- **GIVEN ENTRIES**:

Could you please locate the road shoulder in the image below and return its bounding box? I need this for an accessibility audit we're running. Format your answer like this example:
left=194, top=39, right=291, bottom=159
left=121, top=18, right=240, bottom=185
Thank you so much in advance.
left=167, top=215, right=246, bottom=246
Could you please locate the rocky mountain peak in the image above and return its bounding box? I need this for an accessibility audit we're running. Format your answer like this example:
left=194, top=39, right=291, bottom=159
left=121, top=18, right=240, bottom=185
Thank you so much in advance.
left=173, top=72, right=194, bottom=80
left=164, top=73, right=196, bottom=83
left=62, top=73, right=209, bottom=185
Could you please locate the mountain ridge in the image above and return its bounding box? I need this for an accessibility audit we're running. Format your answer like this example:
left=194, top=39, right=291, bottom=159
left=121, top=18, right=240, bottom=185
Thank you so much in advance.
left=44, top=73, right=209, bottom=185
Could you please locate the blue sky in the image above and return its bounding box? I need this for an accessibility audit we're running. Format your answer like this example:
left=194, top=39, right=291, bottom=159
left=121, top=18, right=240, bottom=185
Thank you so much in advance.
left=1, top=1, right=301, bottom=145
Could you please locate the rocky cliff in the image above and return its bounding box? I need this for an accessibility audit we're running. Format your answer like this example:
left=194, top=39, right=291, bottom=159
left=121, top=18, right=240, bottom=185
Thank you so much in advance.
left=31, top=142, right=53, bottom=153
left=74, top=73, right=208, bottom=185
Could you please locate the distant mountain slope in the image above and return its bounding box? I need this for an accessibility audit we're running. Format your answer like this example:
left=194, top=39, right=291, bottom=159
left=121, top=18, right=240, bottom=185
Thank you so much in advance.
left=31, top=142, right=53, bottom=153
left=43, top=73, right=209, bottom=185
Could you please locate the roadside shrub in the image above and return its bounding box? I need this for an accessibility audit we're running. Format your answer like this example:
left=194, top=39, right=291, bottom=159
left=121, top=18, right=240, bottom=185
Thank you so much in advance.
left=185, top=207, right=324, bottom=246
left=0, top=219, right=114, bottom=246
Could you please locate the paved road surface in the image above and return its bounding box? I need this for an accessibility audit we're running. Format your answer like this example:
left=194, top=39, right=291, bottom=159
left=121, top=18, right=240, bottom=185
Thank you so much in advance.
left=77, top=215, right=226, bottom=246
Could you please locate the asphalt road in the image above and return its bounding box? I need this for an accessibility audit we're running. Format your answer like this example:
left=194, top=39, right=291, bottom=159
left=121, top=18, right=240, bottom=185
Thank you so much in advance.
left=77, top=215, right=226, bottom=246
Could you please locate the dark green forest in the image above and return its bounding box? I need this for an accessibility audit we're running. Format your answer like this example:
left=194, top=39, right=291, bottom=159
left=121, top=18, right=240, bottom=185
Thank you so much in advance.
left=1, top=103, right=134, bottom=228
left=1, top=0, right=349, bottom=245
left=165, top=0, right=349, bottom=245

- **WHAT NEEDS TO BE DONE**: Write out each record exactly, without addition or omission.

- **RESPONSE BOX**:
Could you please locate the road shoulder in the image below and return its bounding box? I need this for an accessibility audit we're running. Format your answer like this example:
left=194, top=39, right=291, bottom=159
left=121, top=18, right=240, bottom=185
Thank you so much in advance.
left=167, top=215, right=246, bottom=246
Could you please locate the rocky mountain peak in the image above and return its bounding box? I need this for an accessibility audit we're running. Format your answer like this example:
left=194, top=39, right=291, bottom=159
left=121, top=18, right=240, bottom=185
Thank you so much in advance.
left=173, top=72, right=194, bottom=80
left=164, top=73, right=196, bottom=83
left=62, top=73, right=209, bottom=185
Could you please locate the mountain ridge in the image above and return its bounding box? I need this for an accessibility audit we're running. Format your answer like this example:
left=194, top=39, right=291, bottom=159
left=121, top=18, right=240, bottom=185
Thank you so much in advance.
left=44, top=73, right=209, bottom=185
Could you please locate the blue sky in the image above and return its bounding box? I need this for an accessibility audit we're running. Format your answer like this example:
left=194, top=39, right=291, bottom=159
left=121, top=18, right=240, bottom=185
Thank you so much in advance.
left=1, top=1, right=301, bottom=145
Could you please locate the rocky cliff in the image above and return its bounding box? I need this for an accessibility audit we're running. Format your answer like this example:
left=194, top=39, right=291, bottom=159
left=121, top=18, right=240, bottom=185
Thank you so much in advance.
left=31, top=142, right=53, bottom=153
left=74, top=73, right=208, bottom=185
Could you please locate the distant mountain slope in the image above and return its bounding box? I need this for an accessibility audit we're running. Format your answer like this example:
left=194, top=39, right=291, bottom=159
left=121, top=18, right=240, bottom=185
Thank you so much in advance.
left=31, top=142, right=53, bottom=153
left=43, top=73, right=209, bottom=185
Could you please locate the roadside shrub in the image above and return its bounding box? I need this for an accessibility audit we're running. Format your answer like this example:
left=194, top=39, right=291, bottom=159
left=121, top=18, right=240, bottom=185
Thank you so much in advance.
left=185, top=207, right=324, bottom=246
left=0, top=219, right=114, bottom=246
Could you please locate the paved road surface in the image above and return its bounding box? I need this for an accessibility audit we're running. Format your answer like this example:
left=194, top=39, right=291, bottom=159
left=121, top=18, right=240, bottom=185
Thank you so much in advance.
left=77, top=215, right=226, bottom=246
Could you please locate the asphalt road in the image above and return its bounding box? I need this for an accessibility audit we're running. Format your answer like this example:
left=194, top=39, right=291, bottom=159
left=121, top=18, right=240, bottom=185
Thank you so much in advance.
left=77, top=215, right=226, bottom=246
Could you please locate the dark green forest in the image above and return its bounding box? I need this for an accessibility audit we're running. Format your answer like this example:
left=194, top=39, right=291, bottom=159
left=121, top=18, right=240, bottom=185
Thank you so much in advance.
left=1, top=103, right=134, bottom=228
left=1, top=0, right=349, bottom=245
left=165, top=0, right=349, bottom=245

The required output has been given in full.